BEGIN INFORMATION GIVEN

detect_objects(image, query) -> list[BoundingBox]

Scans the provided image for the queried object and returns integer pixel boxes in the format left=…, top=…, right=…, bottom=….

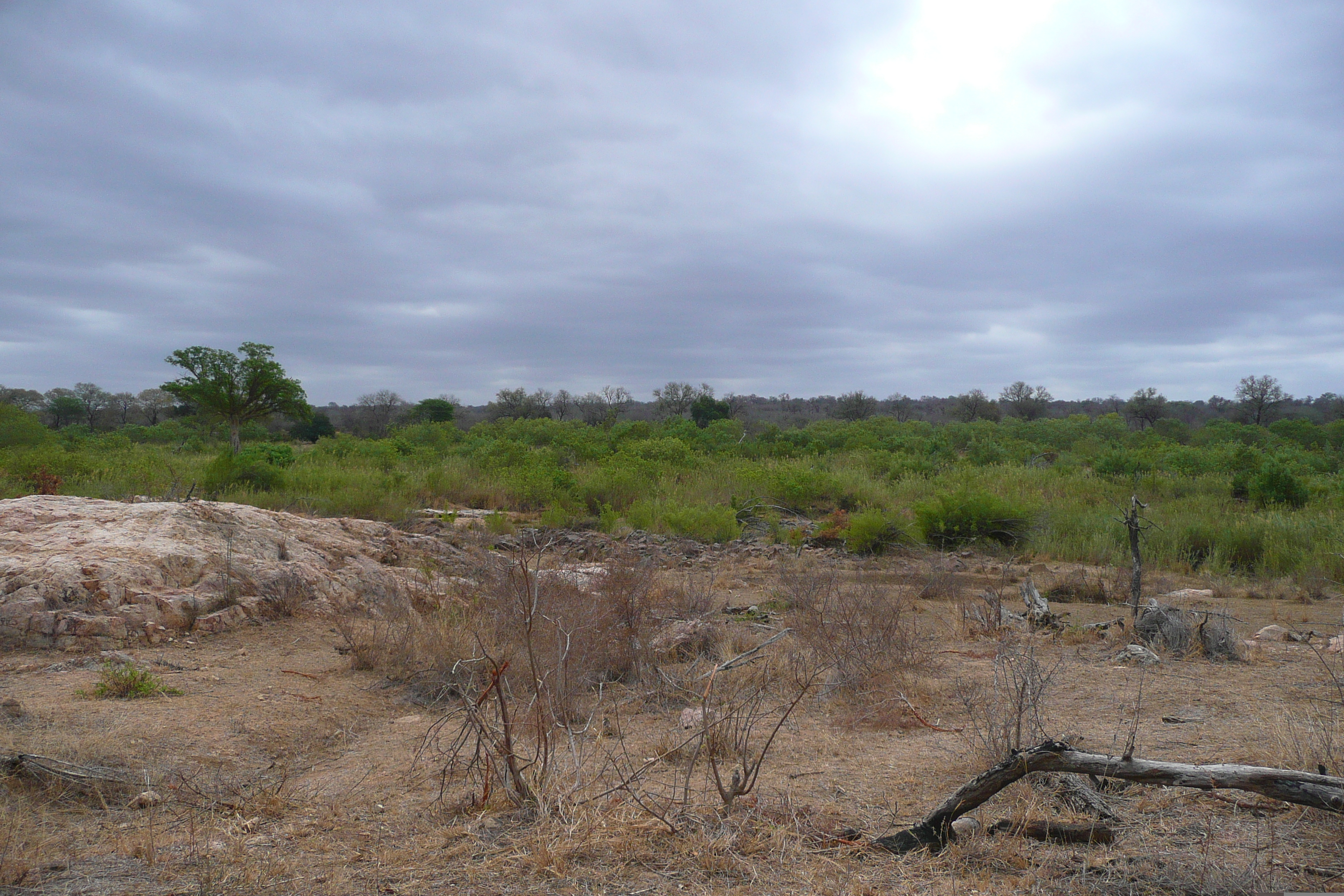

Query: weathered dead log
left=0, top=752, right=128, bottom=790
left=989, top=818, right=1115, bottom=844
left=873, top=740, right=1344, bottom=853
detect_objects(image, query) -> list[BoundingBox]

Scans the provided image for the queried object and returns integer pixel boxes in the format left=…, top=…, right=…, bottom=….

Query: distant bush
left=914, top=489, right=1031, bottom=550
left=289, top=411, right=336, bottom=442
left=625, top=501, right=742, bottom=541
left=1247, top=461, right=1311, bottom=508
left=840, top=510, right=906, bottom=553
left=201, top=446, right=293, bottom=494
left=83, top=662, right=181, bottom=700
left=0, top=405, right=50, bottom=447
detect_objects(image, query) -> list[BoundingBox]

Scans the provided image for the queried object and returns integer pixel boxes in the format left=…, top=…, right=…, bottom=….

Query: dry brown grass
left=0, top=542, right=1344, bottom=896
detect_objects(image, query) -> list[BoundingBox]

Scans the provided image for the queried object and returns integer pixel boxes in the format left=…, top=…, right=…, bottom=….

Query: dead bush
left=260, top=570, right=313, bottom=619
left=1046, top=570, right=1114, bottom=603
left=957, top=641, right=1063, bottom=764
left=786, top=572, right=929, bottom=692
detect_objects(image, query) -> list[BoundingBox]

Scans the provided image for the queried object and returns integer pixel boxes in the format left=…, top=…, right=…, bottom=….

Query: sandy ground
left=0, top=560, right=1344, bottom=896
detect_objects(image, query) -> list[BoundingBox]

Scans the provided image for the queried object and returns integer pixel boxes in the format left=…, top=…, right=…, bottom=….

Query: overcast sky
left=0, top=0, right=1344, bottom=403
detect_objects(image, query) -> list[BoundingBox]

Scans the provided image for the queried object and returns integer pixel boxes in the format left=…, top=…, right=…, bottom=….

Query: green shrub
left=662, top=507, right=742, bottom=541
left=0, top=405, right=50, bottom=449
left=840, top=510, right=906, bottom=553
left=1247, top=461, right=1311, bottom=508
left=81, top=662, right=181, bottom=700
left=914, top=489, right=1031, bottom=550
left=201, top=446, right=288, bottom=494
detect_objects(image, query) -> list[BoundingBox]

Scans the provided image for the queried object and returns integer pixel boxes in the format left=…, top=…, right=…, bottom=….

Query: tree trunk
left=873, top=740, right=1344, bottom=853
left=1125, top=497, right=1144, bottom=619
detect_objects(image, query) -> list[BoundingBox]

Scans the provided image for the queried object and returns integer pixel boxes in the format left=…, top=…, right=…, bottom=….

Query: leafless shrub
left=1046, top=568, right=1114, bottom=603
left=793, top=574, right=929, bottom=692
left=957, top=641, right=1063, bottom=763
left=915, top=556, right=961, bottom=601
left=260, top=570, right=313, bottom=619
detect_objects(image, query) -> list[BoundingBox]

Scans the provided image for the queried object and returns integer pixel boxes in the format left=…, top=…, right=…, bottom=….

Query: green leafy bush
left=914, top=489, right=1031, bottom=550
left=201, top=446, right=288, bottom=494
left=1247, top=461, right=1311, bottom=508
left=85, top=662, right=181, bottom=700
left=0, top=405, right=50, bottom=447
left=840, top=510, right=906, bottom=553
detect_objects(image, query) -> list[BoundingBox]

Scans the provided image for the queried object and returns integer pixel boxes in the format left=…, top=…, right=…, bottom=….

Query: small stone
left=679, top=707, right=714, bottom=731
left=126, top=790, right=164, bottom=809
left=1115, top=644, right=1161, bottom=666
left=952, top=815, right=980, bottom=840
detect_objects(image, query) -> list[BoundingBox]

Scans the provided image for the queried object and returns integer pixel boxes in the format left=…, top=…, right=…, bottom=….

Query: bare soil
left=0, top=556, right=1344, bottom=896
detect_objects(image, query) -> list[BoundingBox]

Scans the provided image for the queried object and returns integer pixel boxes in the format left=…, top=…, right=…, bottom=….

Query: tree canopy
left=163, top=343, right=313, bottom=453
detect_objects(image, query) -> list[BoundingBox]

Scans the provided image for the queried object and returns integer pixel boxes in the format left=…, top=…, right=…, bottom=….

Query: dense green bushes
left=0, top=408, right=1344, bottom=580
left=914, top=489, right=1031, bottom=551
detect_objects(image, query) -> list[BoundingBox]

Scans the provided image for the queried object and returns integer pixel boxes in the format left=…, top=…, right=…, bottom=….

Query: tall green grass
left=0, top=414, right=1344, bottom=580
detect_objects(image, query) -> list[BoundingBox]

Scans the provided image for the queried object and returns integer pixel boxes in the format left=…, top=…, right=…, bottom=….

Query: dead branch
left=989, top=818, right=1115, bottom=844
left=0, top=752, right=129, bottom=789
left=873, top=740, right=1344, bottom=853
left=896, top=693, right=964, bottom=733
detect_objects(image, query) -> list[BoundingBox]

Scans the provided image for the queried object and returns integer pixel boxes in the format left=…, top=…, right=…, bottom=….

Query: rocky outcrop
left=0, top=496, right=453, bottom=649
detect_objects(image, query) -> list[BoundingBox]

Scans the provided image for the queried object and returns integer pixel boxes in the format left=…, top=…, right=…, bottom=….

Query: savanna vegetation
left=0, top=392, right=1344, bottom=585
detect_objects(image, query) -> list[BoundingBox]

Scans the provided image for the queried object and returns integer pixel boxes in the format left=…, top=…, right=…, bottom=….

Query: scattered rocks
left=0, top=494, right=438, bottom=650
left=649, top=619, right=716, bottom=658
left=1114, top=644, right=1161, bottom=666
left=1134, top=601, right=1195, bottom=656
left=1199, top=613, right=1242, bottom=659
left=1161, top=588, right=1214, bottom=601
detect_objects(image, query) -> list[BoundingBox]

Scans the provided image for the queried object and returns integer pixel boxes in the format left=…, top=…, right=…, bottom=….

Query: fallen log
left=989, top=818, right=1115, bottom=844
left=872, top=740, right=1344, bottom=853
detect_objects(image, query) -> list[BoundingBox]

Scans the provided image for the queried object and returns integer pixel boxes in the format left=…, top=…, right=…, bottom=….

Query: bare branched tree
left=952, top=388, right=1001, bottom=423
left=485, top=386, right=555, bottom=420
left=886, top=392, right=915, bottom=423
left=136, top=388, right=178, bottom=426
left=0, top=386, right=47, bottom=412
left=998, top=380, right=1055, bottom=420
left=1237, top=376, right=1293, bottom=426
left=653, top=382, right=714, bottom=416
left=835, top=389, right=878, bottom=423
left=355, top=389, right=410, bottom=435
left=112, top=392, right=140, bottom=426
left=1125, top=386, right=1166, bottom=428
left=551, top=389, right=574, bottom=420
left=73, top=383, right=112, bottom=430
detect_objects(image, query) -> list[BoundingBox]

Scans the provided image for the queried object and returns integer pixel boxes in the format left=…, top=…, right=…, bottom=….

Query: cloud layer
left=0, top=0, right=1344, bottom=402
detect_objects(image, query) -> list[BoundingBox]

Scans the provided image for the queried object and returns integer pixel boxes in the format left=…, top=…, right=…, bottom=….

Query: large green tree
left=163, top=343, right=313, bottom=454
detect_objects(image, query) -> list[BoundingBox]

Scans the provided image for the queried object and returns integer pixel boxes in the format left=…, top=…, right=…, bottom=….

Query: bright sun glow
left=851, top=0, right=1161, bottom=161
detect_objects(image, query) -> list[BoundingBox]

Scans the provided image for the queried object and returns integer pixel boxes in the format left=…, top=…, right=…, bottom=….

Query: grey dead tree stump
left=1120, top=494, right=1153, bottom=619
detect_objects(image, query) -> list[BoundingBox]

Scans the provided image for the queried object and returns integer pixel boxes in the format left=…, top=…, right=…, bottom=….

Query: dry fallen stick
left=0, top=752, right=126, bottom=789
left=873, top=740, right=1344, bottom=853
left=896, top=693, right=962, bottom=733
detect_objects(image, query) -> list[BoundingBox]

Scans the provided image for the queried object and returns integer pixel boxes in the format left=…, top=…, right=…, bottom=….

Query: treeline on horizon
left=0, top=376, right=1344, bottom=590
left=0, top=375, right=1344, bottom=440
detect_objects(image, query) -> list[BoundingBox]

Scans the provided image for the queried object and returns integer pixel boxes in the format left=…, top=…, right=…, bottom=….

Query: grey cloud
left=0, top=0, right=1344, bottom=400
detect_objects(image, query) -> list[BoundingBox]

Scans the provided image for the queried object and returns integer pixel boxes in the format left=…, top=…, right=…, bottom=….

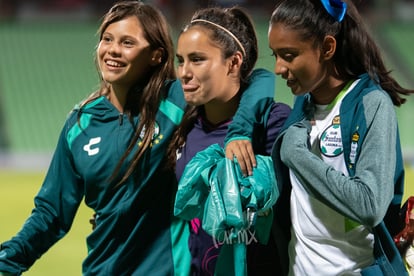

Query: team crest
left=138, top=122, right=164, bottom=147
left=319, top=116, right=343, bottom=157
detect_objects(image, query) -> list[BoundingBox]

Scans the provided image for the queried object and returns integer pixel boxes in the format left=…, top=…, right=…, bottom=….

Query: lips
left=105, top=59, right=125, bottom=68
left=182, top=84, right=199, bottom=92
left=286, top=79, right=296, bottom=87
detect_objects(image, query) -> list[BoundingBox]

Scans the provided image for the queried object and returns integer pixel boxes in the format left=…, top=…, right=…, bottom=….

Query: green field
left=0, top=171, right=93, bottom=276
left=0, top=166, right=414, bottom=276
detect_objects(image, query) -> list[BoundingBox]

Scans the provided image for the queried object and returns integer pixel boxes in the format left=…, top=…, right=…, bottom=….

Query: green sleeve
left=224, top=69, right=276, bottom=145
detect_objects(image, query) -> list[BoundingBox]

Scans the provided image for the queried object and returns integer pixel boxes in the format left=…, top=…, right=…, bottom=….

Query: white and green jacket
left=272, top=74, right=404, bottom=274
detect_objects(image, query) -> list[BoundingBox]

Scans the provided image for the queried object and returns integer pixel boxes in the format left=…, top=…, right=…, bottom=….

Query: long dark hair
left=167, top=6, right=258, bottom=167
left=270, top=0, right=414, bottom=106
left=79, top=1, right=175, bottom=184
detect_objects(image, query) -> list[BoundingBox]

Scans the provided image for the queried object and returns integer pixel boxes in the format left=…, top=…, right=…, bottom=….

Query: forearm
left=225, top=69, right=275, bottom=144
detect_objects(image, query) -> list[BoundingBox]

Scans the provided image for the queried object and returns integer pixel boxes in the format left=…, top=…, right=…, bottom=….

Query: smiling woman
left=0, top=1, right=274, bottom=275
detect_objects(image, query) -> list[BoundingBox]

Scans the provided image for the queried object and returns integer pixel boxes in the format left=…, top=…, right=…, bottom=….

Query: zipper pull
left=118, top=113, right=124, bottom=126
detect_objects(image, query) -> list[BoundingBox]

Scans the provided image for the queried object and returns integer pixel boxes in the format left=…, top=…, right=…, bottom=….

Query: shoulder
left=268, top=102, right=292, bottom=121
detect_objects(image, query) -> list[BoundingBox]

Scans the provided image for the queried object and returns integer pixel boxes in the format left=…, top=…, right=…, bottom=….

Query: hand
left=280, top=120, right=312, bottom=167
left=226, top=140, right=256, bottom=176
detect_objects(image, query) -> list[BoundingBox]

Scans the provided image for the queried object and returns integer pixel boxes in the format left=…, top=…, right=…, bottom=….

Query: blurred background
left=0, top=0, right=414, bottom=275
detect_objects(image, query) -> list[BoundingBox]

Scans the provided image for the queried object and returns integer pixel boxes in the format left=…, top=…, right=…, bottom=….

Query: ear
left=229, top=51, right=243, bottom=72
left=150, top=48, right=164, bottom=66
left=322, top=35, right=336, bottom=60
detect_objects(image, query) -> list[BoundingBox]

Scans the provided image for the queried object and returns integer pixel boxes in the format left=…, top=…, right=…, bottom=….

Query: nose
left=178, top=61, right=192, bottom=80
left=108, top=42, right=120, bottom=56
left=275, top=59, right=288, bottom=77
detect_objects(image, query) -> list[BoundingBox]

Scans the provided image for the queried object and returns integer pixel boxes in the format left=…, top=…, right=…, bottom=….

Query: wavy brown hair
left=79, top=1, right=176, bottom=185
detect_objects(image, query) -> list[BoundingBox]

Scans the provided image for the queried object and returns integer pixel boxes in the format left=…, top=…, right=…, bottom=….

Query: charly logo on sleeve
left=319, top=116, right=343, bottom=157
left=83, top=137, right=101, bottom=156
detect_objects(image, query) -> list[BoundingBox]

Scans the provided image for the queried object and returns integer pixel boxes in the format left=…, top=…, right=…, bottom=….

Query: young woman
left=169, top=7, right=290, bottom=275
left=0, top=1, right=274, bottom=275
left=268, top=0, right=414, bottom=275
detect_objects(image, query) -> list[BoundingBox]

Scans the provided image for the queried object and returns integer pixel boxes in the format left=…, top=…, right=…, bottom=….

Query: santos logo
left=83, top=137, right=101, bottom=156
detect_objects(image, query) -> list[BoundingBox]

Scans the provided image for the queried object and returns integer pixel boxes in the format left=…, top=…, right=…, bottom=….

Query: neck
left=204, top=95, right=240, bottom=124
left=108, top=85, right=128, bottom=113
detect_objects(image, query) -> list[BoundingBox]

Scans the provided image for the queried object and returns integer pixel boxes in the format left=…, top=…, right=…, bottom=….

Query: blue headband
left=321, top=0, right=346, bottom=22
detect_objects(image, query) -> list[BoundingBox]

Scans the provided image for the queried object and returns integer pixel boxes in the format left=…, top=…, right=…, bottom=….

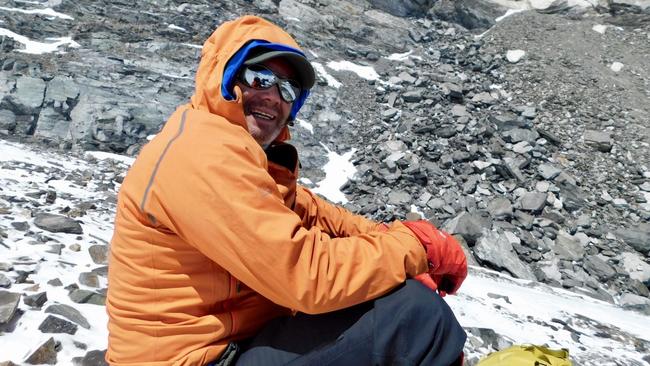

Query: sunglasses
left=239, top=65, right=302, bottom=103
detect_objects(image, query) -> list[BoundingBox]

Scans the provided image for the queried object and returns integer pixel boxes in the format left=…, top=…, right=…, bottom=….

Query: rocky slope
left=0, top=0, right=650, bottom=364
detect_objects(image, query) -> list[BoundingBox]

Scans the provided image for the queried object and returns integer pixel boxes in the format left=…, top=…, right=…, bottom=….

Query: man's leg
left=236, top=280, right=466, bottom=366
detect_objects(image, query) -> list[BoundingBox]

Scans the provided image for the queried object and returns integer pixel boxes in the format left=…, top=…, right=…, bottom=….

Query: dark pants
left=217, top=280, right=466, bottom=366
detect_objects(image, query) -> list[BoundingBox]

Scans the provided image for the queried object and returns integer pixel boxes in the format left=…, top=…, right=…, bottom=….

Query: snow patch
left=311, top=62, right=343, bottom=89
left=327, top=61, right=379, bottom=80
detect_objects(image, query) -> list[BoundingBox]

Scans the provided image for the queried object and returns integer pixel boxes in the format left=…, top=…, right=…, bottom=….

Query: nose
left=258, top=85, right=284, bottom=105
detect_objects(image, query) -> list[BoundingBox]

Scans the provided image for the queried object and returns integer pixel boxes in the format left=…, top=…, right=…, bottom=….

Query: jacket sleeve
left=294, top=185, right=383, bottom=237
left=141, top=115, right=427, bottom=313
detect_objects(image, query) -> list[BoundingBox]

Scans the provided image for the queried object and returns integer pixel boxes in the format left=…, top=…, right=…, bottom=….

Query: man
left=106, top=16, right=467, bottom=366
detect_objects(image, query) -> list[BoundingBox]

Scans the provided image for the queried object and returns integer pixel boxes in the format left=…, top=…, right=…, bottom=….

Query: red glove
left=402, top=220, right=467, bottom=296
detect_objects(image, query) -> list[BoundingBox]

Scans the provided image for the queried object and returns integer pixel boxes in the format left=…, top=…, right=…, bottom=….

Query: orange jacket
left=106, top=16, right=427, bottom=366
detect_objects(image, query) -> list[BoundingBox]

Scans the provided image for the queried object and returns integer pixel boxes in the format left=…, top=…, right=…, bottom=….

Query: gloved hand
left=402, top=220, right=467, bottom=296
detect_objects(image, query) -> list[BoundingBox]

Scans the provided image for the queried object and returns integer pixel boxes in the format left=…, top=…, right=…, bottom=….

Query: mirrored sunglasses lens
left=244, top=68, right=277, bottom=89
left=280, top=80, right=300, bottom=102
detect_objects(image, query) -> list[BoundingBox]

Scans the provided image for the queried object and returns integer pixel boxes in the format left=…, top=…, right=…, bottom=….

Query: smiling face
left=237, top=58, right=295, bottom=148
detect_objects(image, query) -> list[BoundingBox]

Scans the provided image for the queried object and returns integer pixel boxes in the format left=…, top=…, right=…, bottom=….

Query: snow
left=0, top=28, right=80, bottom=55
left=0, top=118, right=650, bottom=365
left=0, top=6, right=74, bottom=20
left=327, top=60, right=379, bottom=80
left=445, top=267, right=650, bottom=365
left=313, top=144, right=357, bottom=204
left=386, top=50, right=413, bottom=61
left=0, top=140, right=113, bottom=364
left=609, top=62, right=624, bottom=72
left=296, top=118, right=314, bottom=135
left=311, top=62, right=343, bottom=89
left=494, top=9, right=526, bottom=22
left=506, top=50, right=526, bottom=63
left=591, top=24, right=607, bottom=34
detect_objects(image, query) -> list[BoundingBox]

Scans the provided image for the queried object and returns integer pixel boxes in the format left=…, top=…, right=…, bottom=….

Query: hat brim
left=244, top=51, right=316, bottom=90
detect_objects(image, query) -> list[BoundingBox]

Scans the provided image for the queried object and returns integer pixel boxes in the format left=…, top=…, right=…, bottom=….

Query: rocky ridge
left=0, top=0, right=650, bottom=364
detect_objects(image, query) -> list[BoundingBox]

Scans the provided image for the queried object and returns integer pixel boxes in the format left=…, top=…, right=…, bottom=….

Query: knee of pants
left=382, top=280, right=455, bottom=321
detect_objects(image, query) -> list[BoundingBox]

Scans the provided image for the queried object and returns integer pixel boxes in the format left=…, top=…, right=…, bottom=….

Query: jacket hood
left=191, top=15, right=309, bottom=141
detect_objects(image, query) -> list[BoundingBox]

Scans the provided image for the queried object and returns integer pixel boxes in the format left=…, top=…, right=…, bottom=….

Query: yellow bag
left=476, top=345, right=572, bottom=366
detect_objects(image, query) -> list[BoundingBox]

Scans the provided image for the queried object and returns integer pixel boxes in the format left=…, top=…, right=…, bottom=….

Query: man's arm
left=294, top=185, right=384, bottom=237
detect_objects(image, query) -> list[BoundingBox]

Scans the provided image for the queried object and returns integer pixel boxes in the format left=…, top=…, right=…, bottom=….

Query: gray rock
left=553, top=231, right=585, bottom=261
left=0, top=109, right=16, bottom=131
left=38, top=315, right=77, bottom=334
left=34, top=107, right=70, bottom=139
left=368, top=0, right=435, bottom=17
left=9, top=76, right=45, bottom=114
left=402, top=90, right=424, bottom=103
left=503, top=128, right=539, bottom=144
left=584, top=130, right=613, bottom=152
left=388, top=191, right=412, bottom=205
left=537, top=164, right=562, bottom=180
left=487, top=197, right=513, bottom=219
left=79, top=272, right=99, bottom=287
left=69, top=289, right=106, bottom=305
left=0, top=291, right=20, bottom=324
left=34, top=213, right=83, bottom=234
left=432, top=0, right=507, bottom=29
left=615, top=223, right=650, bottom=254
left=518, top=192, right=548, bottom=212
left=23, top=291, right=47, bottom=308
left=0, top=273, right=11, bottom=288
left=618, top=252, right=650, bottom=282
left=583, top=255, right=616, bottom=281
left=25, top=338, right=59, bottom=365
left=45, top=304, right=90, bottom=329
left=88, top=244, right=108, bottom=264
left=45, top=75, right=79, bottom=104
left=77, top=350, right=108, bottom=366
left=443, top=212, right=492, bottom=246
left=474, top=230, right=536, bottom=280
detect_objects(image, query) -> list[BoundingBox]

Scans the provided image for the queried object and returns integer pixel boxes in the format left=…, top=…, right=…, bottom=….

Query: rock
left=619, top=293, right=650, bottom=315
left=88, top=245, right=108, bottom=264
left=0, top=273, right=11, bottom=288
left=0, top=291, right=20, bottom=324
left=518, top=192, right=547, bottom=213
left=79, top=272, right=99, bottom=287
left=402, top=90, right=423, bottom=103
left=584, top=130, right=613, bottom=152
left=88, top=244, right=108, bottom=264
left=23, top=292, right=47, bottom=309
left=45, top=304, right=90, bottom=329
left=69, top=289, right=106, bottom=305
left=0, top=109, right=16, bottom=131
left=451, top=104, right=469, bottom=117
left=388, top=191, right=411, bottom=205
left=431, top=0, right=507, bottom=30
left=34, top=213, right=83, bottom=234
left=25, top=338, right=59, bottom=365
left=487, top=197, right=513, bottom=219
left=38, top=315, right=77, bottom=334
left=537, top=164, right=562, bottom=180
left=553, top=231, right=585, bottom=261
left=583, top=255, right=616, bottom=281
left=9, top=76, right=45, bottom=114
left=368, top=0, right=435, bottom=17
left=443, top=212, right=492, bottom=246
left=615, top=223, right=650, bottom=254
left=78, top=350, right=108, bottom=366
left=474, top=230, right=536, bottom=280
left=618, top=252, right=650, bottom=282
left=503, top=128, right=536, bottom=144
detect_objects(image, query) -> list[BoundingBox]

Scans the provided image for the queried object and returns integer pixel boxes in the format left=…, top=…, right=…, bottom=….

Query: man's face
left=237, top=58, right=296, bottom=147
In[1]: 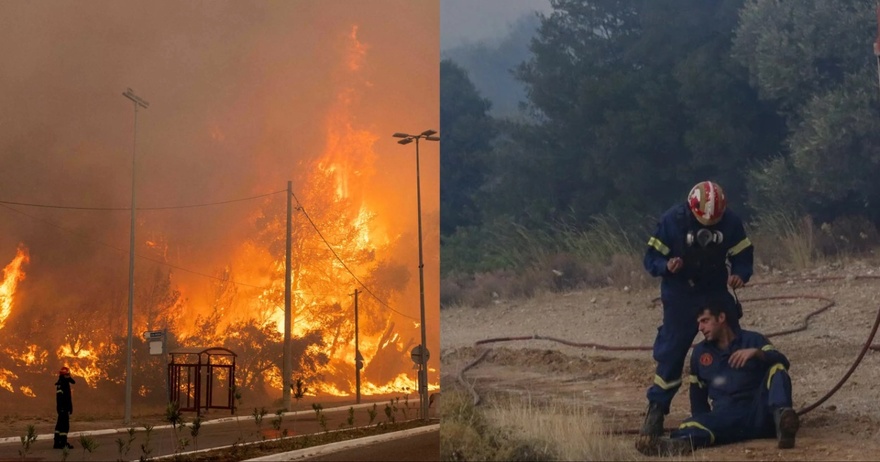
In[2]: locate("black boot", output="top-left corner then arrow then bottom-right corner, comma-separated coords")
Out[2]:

END INFORMATION GIVEN

PROBLEM TO WORK ON: Identify every line of the records above that contains the word "woman" and copy each such line in full.

RESPONSE TO THE TASK:
Query: smiling woman
Query: young woman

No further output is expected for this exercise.